◆ **YOUR OBJECTIVE**
Convert the records below into a Markdown table with the columns Num and Content, one row per non-blank line, numbered in order.

-------- DATASET EXTRACT --------

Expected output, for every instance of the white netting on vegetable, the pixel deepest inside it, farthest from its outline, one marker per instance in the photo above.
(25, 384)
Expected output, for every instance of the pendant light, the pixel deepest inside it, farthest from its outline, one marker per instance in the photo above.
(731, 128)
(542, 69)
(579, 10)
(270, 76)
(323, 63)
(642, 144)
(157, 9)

--------

◆ **RESULT FOR THIS TASK**
| Num | Content |
|---|---|
| 1 | Expected output, for every instance of the white netting on vegetable, the pixel deepest inside it, farthest from its outline, one marker per instance in the photo above. |
| 2 | (25, 384) |
| 3 | Expected output, for every instance of the pendant light, the pixel deepest inside it, farthest from its outline, one marker per instance in the photo above. |
| 4 | (731, 128) |
| 5 | (542, 69) |
| 6 | (579, 10) |
| 7 | (270, 76) |
| 8 | (323, 63) |
| 9 | (642, 144) |
| 10 | (157, 9) |